**Data for this exercise**
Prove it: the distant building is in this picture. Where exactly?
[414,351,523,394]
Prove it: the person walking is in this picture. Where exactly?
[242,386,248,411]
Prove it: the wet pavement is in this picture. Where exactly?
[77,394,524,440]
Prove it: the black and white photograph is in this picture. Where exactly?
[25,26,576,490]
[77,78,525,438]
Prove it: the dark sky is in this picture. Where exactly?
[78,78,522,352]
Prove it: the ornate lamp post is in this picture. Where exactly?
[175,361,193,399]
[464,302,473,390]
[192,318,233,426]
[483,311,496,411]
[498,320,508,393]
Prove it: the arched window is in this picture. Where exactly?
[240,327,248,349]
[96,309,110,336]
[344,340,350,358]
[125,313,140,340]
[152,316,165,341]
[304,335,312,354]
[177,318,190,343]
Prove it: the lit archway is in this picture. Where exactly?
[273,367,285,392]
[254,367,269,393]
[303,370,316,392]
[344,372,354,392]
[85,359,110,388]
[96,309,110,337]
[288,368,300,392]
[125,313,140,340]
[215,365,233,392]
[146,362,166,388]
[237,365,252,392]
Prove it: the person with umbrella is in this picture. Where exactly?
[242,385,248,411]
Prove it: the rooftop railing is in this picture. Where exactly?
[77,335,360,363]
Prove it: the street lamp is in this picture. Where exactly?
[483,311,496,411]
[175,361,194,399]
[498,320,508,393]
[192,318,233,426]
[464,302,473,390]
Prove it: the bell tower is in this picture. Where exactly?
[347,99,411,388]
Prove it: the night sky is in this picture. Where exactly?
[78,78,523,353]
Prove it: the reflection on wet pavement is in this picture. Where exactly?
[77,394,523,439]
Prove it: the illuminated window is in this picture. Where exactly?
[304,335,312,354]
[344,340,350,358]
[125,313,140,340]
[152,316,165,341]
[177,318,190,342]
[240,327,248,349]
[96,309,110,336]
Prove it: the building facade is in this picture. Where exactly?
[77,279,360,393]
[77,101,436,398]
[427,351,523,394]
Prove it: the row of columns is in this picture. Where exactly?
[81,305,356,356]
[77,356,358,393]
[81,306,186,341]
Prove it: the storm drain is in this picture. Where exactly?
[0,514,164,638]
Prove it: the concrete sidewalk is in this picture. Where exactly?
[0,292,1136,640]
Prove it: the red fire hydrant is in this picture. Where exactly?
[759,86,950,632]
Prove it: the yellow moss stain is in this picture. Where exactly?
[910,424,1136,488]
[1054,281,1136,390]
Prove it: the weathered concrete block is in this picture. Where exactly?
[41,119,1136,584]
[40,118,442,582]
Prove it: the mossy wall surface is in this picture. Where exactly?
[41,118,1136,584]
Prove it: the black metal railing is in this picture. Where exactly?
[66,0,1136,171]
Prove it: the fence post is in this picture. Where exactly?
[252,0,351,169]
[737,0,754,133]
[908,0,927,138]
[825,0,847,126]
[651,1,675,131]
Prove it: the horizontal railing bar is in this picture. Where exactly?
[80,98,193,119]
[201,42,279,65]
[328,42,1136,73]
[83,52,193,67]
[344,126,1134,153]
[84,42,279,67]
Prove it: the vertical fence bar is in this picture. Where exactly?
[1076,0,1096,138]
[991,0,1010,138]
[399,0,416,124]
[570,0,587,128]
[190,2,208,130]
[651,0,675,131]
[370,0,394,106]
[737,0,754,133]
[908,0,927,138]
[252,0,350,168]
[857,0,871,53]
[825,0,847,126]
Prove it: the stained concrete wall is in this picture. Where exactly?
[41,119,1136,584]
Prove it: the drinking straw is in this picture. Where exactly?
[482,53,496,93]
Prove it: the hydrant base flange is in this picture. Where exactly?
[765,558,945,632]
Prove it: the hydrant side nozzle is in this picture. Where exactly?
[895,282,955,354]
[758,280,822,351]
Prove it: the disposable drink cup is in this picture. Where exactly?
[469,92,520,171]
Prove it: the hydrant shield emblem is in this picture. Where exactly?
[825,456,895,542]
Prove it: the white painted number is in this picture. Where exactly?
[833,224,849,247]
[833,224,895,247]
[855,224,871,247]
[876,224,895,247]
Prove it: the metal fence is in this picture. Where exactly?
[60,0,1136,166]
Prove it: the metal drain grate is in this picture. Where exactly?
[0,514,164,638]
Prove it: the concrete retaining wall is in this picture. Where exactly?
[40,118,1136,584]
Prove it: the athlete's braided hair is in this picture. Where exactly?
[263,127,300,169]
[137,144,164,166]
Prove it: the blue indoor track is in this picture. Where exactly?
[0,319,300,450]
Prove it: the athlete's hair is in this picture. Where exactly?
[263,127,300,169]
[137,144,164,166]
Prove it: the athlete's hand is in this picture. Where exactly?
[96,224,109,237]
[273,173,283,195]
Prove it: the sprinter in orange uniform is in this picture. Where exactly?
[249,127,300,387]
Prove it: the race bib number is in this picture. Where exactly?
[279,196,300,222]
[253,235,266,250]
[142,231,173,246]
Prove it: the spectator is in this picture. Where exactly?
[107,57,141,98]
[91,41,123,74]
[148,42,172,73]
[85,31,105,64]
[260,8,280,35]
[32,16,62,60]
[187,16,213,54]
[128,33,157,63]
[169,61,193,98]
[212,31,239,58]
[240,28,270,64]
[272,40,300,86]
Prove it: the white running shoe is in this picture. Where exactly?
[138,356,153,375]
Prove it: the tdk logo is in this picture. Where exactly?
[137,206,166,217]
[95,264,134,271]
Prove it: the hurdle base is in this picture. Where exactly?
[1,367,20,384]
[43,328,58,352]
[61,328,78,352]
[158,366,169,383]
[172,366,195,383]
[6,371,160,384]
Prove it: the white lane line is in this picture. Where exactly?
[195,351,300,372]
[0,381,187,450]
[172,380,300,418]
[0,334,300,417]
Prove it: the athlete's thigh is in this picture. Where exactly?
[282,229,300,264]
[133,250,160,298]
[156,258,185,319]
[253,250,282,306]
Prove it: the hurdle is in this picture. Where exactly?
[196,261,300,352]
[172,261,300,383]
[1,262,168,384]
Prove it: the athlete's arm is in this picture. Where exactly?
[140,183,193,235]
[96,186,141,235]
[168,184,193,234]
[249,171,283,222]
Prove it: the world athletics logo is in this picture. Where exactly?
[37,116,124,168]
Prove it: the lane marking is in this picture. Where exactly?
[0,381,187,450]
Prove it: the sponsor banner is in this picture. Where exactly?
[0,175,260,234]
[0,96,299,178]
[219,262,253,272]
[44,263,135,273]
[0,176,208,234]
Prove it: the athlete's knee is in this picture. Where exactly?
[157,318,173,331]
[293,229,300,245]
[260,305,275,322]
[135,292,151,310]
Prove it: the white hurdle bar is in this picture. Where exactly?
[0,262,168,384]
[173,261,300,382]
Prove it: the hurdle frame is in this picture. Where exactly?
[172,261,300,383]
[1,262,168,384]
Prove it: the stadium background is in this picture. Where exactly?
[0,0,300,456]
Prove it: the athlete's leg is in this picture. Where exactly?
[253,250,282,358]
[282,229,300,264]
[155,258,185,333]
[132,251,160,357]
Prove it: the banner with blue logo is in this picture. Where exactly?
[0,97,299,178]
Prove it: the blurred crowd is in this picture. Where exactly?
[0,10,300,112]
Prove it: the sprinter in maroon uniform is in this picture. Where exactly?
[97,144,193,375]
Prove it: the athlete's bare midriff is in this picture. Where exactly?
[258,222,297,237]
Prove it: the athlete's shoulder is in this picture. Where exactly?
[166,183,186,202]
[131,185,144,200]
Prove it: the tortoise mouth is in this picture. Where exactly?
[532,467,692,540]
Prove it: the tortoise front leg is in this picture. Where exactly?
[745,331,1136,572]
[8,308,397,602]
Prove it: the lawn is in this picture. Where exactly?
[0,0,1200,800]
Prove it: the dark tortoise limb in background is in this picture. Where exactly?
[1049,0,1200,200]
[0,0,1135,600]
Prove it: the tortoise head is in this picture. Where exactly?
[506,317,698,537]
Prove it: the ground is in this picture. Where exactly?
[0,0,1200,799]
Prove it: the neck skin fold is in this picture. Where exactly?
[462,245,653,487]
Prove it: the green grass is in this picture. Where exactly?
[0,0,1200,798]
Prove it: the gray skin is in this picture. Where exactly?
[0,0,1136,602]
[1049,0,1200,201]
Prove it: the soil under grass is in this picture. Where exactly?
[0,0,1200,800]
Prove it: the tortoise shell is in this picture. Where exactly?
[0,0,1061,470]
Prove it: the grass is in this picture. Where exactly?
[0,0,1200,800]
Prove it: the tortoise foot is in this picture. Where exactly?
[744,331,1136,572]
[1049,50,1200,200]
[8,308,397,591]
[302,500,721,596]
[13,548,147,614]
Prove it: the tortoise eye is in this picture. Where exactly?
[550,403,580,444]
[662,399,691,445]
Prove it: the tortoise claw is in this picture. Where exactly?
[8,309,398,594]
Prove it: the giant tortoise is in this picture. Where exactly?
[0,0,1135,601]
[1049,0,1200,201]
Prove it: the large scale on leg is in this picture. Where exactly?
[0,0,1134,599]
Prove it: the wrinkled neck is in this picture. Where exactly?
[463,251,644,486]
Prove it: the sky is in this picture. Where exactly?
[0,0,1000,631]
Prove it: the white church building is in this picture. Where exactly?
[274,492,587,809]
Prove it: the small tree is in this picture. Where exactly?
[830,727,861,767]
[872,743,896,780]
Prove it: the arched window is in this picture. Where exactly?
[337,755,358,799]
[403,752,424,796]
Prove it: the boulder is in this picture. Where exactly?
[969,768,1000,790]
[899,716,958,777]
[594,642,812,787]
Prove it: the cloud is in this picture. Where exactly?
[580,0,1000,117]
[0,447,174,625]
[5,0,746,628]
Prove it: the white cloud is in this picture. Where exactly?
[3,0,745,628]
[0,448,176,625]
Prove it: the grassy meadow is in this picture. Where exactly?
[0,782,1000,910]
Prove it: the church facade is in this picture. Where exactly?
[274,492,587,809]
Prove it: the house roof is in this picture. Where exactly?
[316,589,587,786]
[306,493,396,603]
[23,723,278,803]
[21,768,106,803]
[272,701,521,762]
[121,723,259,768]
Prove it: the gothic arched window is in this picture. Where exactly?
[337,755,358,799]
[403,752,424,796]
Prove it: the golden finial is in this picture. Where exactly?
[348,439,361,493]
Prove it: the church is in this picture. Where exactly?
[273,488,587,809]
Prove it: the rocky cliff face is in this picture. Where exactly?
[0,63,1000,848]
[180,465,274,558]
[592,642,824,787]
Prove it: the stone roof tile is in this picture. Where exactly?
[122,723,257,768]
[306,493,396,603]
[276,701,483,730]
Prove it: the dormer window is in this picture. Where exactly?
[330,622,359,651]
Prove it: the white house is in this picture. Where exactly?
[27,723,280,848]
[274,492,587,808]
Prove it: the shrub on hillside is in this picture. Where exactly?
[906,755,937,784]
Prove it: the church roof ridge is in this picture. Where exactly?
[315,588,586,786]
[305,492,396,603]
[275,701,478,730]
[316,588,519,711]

**Task details**
Please transcribe word for word the rows above, from the line holding "Prove it: the spectator" through the line holding "[138,356,153,375]", both included.

**Answer to this exercise**
Prove it: the spectator is in this picture. Where exactly?
[107,57,141,98]
[91,41,123,74]
[148,42,172,73]
[85,31,105,64]
[260,8,280,35]
[32,16,62,60]
[187,16,213,54]
[128,33,157,63]
[169,61,193,98]
[212,31,239,58]
[240,28,270,64]
[272,40,300,86]
Prove it: the white running shoe is in this picture. Where exactly?
[138,356,153,375]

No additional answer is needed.